§ Set problem 1: Reproduce the part of the article on Harris Water Main and Sewer Contractors between "102 Years Young" and "according to Brett.", inclusive.
§ Set problem 2: Carry on the article about the Harris Water Main and Sewer Contractors family firm from the point where it ends.

§ Reading passage:
102 Years Young
Harris Water Main and Sewer Contractors: A family firm with a dynamic history and heritage
Brett Kogel grew up in the family business, as did his dad, Steven Kogel. Together they serve as fourth and third generation owners and as Vice President and President of Harris Water Main and Sewer Contractors (Harris). The company was established by Brett’s great-grandfather in 1918, making it New York’s oldest subsurface water main and sewer contractor, according to Brett.
“There’s no substitute for longevity in the business and the industry knowledge that comes with that,” says Brett, who gained business management and marketing experience at other firms before joining Harris 12 years ago. He says that working for other firms before joining the family business helped him to recognize opportunities to maximize the company’s marketing efforts and operating efficiencies. He came on board as a consultant before moving into management roles as Estimator/Project Manager and Director of Operations before becoming Vice President six years ago.
Sources of Pride
“I quickly realized that one of our company’s core strengths—longevity—wasn’t being marketed well,” says Brett. “Today we promote our 100-plus years as a family-owned business, and we regularly share this on our website and in brochures, and via social media platforms. We’re proud of our history.”
Another source of pride: the company’s ability to incorporate technological solutions into its day-to-day business. Now paperless, the company’s customer relationship management (CRM) software is used to generate daily job reports, complete with photos. “Our field supervisors can log in anytime, anywhere to update and track a project’s progress in real time. This has resulted in reduced communication errors and downtime by about 50% because we’re able to react faster and more efficiently when there are problems,” Brett says.

Lines from a data source
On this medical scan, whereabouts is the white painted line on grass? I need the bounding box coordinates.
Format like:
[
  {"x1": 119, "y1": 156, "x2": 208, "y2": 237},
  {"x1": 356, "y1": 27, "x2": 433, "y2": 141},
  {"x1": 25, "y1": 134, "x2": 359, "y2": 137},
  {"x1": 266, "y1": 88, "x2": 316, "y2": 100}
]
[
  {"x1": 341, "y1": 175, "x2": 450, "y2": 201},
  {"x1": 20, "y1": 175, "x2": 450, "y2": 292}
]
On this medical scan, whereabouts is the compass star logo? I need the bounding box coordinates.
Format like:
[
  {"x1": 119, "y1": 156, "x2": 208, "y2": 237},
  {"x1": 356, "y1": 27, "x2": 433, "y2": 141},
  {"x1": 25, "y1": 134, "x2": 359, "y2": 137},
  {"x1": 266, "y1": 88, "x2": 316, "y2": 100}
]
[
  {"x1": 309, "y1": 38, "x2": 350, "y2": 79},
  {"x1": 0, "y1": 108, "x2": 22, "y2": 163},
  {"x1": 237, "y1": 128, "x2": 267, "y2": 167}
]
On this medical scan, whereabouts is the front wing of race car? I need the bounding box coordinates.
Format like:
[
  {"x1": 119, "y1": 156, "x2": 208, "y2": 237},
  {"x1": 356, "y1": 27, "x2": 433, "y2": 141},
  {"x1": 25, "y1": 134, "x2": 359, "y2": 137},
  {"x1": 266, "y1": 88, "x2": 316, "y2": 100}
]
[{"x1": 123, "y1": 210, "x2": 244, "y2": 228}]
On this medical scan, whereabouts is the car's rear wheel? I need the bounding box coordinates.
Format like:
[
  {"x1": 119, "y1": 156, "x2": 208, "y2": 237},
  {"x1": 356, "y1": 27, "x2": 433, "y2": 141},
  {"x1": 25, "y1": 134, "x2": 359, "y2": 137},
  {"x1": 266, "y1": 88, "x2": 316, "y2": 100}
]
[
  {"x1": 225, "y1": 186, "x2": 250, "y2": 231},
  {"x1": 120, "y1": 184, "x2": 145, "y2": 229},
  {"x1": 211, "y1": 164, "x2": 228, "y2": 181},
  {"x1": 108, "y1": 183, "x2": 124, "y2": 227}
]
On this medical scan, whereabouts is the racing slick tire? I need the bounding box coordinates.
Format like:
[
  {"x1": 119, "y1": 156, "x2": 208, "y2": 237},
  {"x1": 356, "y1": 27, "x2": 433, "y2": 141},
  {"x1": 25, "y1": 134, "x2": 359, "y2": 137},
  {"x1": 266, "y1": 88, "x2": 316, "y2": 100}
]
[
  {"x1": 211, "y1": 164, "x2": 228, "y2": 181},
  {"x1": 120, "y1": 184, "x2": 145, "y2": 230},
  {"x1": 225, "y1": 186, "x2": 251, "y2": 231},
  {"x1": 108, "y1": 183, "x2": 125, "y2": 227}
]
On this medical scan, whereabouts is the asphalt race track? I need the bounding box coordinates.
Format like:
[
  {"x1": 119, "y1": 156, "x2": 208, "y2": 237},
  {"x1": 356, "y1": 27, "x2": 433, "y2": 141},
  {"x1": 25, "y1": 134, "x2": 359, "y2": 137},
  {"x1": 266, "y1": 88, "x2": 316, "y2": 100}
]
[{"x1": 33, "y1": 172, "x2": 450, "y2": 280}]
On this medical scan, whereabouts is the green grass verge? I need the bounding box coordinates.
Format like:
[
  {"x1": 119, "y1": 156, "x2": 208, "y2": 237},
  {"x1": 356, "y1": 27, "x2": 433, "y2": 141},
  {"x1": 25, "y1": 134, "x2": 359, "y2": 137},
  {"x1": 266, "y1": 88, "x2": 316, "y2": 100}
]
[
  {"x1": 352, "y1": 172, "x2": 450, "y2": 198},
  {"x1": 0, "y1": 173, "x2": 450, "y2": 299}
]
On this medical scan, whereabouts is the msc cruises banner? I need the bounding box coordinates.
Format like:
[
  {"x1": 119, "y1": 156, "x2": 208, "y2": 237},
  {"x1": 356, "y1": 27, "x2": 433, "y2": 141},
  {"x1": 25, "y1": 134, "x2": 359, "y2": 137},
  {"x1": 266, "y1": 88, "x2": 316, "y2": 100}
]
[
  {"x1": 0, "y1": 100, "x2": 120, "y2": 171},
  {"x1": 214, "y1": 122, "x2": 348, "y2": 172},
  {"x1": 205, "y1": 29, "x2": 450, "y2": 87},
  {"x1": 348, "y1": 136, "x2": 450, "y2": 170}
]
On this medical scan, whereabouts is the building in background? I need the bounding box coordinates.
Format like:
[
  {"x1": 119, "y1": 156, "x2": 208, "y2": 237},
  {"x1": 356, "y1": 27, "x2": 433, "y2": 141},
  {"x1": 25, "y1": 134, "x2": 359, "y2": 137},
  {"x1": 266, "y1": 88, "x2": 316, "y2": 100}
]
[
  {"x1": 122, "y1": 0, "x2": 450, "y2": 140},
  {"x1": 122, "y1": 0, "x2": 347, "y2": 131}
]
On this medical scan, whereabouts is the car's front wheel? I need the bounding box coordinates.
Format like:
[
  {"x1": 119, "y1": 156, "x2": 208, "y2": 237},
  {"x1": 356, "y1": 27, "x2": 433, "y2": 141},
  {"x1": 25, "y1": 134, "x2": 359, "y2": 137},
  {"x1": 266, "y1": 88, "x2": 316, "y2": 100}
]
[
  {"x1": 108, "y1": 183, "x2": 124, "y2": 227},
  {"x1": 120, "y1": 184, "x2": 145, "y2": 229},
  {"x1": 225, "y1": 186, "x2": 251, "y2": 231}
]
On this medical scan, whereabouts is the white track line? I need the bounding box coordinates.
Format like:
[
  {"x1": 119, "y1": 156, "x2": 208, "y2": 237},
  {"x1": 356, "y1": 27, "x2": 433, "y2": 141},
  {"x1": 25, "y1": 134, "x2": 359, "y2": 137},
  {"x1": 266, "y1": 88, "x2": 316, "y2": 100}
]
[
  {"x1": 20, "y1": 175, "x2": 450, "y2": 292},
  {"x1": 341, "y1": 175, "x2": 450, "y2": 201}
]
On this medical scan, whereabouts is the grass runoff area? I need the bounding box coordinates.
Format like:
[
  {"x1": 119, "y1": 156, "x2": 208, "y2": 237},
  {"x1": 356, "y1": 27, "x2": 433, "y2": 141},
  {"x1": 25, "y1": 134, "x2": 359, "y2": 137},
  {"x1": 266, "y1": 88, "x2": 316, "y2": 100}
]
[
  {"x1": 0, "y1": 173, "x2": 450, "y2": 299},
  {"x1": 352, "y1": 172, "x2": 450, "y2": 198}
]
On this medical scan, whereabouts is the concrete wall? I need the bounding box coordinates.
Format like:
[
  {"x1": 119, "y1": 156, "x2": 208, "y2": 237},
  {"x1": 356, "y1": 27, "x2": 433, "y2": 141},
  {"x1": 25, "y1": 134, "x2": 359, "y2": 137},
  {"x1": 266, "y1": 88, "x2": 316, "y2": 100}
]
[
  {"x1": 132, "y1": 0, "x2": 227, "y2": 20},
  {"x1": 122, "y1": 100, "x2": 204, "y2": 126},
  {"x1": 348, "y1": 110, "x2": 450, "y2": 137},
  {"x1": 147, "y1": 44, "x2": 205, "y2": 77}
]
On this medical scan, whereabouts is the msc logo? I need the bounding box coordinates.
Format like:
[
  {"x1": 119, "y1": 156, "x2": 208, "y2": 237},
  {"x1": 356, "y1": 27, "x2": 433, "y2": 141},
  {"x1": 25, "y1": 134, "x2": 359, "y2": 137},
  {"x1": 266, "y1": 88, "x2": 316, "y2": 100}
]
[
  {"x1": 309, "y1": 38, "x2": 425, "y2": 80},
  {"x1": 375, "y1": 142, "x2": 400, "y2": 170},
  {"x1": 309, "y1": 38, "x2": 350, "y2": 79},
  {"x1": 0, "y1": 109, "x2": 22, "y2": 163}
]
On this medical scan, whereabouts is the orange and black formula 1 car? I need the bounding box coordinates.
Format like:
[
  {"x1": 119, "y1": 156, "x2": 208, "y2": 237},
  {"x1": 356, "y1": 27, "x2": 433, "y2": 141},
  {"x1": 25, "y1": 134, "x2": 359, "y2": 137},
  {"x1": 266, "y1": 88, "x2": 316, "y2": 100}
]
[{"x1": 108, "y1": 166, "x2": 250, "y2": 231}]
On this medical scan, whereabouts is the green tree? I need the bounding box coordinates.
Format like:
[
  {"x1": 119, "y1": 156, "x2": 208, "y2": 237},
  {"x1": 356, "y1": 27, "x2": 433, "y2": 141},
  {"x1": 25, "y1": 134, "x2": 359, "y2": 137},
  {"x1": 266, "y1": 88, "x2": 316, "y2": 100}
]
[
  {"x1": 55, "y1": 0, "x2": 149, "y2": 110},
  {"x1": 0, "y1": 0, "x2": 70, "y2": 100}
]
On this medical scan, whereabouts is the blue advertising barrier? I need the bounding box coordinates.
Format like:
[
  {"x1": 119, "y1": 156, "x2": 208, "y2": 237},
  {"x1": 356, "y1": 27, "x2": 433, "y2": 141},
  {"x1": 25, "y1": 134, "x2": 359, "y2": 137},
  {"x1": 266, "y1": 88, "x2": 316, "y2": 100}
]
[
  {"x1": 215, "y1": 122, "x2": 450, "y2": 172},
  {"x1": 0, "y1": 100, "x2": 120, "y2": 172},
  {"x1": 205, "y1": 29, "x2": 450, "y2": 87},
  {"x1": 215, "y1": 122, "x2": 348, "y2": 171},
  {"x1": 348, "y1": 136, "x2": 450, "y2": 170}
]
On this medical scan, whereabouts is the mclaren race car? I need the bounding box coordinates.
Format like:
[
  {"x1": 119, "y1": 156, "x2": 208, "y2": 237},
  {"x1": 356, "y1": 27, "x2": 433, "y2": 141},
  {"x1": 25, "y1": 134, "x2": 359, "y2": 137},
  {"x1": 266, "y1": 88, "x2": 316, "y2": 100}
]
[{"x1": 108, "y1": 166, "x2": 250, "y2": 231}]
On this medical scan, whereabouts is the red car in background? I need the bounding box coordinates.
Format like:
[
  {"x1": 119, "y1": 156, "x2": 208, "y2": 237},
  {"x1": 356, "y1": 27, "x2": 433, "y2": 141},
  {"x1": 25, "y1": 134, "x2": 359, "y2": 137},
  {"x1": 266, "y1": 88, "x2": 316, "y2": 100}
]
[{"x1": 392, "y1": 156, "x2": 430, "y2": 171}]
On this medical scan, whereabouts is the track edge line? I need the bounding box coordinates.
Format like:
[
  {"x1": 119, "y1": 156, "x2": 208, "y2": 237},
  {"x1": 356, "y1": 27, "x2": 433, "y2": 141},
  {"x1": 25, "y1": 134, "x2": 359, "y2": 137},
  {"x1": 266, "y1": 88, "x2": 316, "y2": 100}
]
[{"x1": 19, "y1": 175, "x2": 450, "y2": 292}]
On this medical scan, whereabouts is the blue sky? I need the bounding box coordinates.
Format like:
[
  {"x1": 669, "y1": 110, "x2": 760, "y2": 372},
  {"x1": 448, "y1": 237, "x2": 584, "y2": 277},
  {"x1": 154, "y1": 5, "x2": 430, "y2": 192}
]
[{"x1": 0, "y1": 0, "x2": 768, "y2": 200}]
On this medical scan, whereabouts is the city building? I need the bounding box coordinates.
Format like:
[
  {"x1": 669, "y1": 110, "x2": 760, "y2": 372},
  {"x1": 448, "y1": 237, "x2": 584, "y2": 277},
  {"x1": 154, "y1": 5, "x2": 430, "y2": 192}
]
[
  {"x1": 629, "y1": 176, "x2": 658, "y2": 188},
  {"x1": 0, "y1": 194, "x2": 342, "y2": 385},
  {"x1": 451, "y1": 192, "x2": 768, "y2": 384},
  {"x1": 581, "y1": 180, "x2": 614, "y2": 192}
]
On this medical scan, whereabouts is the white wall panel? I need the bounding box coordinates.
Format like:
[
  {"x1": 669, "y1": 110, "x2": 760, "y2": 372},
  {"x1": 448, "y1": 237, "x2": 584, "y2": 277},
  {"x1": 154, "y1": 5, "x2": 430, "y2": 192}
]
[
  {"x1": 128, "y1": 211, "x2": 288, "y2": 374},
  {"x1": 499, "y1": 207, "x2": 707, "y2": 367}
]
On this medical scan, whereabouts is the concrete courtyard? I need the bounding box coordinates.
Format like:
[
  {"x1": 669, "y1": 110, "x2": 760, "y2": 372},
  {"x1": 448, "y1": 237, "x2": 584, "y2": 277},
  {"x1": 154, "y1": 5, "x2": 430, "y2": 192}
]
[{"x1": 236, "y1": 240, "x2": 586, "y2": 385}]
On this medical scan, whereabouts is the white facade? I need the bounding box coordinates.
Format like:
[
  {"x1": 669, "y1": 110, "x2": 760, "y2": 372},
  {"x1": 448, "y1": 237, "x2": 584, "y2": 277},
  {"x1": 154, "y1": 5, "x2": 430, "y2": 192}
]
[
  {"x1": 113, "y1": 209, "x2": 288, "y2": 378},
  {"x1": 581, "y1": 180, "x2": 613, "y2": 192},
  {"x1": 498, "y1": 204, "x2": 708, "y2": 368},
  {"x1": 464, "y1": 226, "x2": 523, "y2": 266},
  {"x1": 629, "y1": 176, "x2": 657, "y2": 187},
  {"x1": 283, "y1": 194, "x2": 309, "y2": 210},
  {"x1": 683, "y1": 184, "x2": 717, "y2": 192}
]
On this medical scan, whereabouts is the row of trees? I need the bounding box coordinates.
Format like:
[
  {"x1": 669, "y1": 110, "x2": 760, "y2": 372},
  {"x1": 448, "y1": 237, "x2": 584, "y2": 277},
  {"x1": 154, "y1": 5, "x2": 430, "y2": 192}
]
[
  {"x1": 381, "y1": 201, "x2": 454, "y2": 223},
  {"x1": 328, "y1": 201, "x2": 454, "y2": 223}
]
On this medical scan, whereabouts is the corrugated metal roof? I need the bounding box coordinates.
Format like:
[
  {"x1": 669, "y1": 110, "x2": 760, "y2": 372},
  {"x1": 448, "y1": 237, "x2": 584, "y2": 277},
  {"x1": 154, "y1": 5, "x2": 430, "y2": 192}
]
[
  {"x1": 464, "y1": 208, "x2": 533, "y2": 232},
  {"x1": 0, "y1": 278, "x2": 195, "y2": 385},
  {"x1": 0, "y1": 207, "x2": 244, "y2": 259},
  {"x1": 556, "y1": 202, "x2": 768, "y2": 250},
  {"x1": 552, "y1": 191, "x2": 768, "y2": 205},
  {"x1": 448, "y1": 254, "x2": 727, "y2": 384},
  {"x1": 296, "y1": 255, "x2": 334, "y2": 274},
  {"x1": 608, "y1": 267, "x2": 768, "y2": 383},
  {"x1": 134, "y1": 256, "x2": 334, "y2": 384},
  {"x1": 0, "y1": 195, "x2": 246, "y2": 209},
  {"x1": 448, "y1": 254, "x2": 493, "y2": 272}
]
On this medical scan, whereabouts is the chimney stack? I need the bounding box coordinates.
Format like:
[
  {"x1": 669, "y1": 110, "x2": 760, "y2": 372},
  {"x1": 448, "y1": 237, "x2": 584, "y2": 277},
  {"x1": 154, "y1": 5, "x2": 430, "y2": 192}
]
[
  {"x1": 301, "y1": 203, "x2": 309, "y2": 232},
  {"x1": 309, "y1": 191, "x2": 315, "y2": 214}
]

§ Written answer 1:
102 Years Young
Harris Water Main and Sewer Contractors: A family firm with a dynamic history and heritage
Brett Kogel grew up in the family business, as did his dad, Steven Kogel. Together they serve as fourth and third generation owners and as Vice President and President of Harris Water Main and Sewer Contractors (Harris). The company was established by Brett’s great-grandfather in 1918, making it New York’s oldest subsurface water main and sewer contractor, according to Brett.

§ Written answer 2:
Another technological advancement comes in the form of vehicle-tracking software to eliminate excessive truck idling scenarios. “Not only does this waste a ton of diesel for us, idling for three minutes or more is illegal in New York,” Brett says. “Now device-equipped trucks enable the generation of usage reports showing instances of excessive idling and also show when trucks are and are not on the move. If a job is completed at 2 p.m. and the truck doesn’t return until 5, we need to know why.”
Another recent improvement: tracking and reacting to the New York City Department of Environmental Protection (DEP) and Department of Transportation (DOT) guidelines and regulations. “We now have formal policies and processes to stay abreast of changes, and when there are violations, we have mitigation procedures to help avoid future infractions,” Brett says.
With its business divided equally between emergency repairs and new construction, Harris has plenty of successes in both areas.
For example, there was the 2018 emergency at the Daniel Patrick Moynihan United States District Courthouse in Manhattan where difficult-to-reach, leaking water pipes presented logistical challenges.
“A portion of the pipes ran parallel to the building before running straight out to the street to join the municipal water system,” Brett explains. “Because of this, we had to get the DEP’s permission to perform the work because the code doesn’t allow for pipes to be offset by more than 5 feet and these were offset by 30 feet. Also, the bluestone (limestone) surface just outside the courthouse and before the public sidewalk had to be removed and replaced. The work required staggered around-the-clock crews for four days, and the work had to be done in such a way that the courthouse was able to remain open.”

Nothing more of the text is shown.